• **ASSIGNMENT**
Give a verbatim repeat of the lines that run from the line containing "Query: pot rim" to the end of the data below.

• **TASK INPUTS**
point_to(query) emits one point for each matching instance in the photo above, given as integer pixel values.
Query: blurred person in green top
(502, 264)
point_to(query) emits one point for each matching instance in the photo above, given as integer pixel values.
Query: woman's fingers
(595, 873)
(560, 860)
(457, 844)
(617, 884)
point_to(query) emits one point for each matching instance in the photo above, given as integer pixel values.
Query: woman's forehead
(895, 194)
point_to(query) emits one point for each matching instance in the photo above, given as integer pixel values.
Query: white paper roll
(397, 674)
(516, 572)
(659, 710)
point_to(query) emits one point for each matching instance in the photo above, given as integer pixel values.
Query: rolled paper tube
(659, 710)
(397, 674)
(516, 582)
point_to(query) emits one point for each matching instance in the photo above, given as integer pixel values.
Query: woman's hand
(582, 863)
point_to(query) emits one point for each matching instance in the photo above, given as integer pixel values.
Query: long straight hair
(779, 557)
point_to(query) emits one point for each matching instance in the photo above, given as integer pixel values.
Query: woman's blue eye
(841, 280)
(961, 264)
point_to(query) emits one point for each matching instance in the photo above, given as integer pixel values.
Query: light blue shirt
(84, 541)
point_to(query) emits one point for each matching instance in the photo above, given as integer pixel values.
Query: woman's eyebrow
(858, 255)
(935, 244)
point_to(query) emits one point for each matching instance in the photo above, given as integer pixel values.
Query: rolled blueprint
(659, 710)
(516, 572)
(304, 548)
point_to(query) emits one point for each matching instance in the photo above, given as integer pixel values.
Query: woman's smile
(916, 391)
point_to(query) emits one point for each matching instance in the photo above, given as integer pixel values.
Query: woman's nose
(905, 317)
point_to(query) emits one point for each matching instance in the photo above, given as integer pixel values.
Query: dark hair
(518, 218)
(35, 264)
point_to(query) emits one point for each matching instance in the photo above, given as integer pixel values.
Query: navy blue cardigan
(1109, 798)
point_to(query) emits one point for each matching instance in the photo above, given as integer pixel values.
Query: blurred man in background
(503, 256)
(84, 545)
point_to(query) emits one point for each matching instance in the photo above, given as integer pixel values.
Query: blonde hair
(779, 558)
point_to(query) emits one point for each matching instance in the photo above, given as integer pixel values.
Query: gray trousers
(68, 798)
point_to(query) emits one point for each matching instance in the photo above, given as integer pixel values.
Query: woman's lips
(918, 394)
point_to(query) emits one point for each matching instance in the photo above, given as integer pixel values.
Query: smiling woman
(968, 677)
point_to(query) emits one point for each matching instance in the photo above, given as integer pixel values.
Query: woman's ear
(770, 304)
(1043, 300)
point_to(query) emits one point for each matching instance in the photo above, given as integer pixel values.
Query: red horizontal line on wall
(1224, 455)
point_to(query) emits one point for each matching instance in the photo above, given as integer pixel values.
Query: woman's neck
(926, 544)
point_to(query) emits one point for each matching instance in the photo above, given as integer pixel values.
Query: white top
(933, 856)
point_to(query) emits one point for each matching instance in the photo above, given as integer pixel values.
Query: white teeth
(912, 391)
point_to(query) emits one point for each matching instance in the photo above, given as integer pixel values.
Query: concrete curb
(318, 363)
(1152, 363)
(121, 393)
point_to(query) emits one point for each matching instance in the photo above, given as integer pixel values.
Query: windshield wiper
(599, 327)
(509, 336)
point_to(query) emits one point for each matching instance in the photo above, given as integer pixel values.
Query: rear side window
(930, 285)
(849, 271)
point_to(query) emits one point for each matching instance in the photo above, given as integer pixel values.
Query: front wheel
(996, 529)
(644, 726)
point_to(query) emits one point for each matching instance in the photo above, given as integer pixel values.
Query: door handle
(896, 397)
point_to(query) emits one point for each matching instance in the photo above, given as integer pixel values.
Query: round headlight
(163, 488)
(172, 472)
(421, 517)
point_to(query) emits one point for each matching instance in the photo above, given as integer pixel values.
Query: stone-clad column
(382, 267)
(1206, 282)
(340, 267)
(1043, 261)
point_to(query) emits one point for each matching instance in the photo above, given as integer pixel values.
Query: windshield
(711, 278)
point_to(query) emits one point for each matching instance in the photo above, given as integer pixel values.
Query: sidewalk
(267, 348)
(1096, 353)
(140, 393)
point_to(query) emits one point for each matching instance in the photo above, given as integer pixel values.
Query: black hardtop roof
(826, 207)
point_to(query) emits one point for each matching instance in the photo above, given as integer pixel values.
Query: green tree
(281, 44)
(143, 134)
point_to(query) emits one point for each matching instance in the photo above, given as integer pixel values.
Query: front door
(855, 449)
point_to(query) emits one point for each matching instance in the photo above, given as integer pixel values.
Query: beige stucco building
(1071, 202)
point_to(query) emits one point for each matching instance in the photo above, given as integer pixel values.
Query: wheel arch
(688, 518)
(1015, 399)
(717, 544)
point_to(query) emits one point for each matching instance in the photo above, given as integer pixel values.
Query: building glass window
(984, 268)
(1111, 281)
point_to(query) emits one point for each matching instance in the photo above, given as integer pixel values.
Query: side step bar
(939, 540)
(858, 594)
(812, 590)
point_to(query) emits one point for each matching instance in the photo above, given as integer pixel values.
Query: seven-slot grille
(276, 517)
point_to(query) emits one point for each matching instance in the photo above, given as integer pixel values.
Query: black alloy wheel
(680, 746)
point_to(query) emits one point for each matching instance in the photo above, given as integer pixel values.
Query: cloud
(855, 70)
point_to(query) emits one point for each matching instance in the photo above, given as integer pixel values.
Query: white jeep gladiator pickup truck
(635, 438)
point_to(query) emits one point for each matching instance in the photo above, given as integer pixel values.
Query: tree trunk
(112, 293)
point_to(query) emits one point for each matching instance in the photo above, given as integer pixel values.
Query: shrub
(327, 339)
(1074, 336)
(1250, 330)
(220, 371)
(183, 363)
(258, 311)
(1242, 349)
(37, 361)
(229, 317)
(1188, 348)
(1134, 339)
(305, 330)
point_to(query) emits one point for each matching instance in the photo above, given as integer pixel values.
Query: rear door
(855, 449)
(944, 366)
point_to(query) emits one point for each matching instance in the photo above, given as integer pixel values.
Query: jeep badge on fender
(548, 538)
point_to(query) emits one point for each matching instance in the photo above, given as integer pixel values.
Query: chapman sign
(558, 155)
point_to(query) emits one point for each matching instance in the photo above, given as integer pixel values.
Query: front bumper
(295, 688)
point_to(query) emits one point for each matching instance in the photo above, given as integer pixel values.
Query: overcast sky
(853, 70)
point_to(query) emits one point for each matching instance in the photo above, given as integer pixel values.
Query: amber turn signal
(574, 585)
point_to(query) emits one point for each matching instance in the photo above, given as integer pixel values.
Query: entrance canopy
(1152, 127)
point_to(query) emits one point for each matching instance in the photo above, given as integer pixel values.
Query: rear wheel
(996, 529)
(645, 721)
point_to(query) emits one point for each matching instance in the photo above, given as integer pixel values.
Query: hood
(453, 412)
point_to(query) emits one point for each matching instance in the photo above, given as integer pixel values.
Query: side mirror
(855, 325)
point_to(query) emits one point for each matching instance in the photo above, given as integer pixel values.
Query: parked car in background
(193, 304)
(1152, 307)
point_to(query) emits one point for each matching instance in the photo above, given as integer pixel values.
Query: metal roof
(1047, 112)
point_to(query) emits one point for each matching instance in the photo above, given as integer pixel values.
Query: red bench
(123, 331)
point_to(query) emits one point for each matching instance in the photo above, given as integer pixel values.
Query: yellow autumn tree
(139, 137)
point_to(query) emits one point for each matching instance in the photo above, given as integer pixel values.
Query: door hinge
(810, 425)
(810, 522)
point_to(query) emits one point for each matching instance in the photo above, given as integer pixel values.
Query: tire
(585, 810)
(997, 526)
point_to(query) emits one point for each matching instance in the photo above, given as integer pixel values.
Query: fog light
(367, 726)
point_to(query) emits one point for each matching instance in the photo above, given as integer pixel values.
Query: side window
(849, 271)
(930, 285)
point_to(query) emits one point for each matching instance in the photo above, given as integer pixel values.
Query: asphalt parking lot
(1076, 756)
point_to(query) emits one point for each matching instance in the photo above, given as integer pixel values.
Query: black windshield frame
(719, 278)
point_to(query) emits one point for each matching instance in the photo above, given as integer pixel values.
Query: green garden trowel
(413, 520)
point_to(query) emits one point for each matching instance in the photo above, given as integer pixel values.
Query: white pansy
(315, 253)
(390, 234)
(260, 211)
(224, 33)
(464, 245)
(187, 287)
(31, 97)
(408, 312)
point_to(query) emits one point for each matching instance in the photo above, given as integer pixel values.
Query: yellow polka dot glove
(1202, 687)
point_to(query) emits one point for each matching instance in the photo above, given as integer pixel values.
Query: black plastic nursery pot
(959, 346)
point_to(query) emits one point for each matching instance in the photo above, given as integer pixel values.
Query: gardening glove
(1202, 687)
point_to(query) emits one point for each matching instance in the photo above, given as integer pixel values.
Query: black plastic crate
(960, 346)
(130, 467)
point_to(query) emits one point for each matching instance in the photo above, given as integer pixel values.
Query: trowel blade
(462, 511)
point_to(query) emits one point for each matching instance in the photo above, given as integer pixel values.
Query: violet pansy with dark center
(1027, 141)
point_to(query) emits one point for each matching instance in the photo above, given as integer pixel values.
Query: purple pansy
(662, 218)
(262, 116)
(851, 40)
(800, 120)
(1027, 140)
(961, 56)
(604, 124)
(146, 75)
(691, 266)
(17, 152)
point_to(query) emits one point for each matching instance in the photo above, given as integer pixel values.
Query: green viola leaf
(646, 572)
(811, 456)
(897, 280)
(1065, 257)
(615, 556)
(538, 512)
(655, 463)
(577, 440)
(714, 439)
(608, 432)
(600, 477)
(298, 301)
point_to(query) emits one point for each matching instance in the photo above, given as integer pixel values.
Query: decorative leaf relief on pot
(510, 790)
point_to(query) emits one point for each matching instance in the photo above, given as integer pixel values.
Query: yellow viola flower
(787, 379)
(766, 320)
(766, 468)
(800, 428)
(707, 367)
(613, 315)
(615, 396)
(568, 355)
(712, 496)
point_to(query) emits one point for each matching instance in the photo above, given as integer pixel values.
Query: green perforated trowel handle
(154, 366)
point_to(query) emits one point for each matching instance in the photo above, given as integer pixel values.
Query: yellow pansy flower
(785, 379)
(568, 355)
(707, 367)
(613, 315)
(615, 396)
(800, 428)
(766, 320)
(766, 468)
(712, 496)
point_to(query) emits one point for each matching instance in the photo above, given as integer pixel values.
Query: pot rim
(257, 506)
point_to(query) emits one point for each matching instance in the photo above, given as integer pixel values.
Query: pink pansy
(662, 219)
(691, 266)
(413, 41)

• **COMPLETED TASK**
Query: pot rim
(257, 506)
point_to(query) emits one point for each matching instance in the photo above, given as integer pixel values.
Query: pink pansy
(662, 219)
(691, 266)
(413, 41)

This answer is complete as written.